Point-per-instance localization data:

--------------------------------------------------

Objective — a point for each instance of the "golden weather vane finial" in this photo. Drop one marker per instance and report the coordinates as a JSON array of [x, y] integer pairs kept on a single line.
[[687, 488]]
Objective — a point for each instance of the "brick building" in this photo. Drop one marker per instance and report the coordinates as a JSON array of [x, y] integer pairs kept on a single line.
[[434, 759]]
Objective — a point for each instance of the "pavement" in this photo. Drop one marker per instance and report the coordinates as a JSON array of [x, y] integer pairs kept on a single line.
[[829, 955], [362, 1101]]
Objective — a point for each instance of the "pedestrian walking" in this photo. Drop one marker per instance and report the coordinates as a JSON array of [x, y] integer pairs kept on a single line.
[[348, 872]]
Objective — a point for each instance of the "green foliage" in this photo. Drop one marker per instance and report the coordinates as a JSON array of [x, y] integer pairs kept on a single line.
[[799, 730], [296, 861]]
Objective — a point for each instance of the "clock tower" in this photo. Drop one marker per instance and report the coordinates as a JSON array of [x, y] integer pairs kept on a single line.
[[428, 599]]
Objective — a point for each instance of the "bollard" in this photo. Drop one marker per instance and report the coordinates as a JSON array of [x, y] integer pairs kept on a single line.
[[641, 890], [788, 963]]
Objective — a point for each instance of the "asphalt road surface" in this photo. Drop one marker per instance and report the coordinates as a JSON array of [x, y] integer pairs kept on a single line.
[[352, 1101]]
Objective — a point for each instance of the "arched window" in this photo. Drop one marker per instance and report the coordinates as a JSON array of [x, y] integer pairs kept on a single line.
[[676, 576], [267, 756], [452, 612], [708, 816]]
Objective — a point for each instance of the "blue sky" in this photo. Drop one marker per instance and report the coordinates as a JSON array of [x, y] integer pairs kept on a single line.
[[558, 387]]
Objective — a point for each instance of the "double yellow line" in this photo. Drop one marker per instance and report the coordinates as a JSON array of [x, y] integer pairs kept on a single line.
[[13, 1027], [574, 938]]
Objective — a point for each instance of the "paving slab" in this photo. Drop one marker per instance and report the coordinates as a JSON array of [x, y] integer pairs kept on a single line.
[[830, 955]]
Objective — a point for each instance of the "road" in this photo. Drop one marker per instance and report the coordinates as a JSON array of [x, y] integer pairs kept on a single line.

--------------------------------------------------

Task to complete
All of the data above should be set down word for word.

Response to the task
Objective — a point for each instance of the "golden weather vane finial" in this photo. Drop one marker per instance and report the coordinates as a JSON array of [x, y] integer pairs kept on a single line.
[[687, 488]]
Objective — a point for each instance of the "brick building" in this photo. Drop one marker per instance and report the coordinates as a JSON array of [x, y] integer pairs kept on a single line.
[[434, 759]]
Objective — a point for each instance of the "pavement" in this photo. Drop one marker per instance and report the coordinates as a JSON array of [x, y] integer pairs kept on a single line.
[[829, 955], [362, 1101]]
Objective — a point for each instance of the "pedestrian walking" in this photo. Drop one marker per instance and report the coordinates as a JSON array of [x, y] integer pairs kept on a single line.
[[348, 872]]
Objective — a point for each instance of the "green foliage" in this photo. Drop one marker per instance and report the coordinates as a JSON array of [x, y] integer pairs kept on a single line.
[[799, 730], [296, 861]]
Objective — a point for each instance of the "clock tower" in this photo. Drop one marker per instance and report the coordinates as a JSON array of [x, y] integer pairs kept on a single line.
[[428, 599]]
Objective — a point for each instance of the "bollard" in this photo. Drop one marker per instance and report the coordinates as a JSON array of [x, y] integer pairs kept on a single line.
[[641, 890], [788, 963]]
Objective — a point for each instance of the "asphalt road surface" in this photo. Drop one marker per instance and report the coordinates as a JSON array of [x, y] integer pairs kept on a single line.
[[352, 1101]]
Objective — a point for each instance of the "arched window" in this photo. Drop one marker per instance and report the coordinates as a JSON array of [x, y] integer pairs kept on a single line.
[[676, 576], [267, 756], [452, 612], [708, 816]]
Objective — a point for each instance of the "blue sky" in this photo. Drop one marker per instance and report the coordinates as a JSON array of [x, y] integer pairs kept on a single line.
[[558, 387]]
Objective — a point for each instance of the "double yellow line" in this photo. Drop one marker per instance and report the coordinates as a JSON array of [x, y] integer pairs kept on a single line.
[[13, 1027], [574, 938]]
Objective — a point for each instance of the "paving slab" in this photo. Drop one marker per instance and report the coordinates as a JSON array of [x, y] integer pairs kept on a single line.
[[830, 955]]
Objective — a point for each instance of the "road" in this photo. Drop one marker per instance and report the coordinates as a JSON array of [x, y] integer pairs kept on a single line.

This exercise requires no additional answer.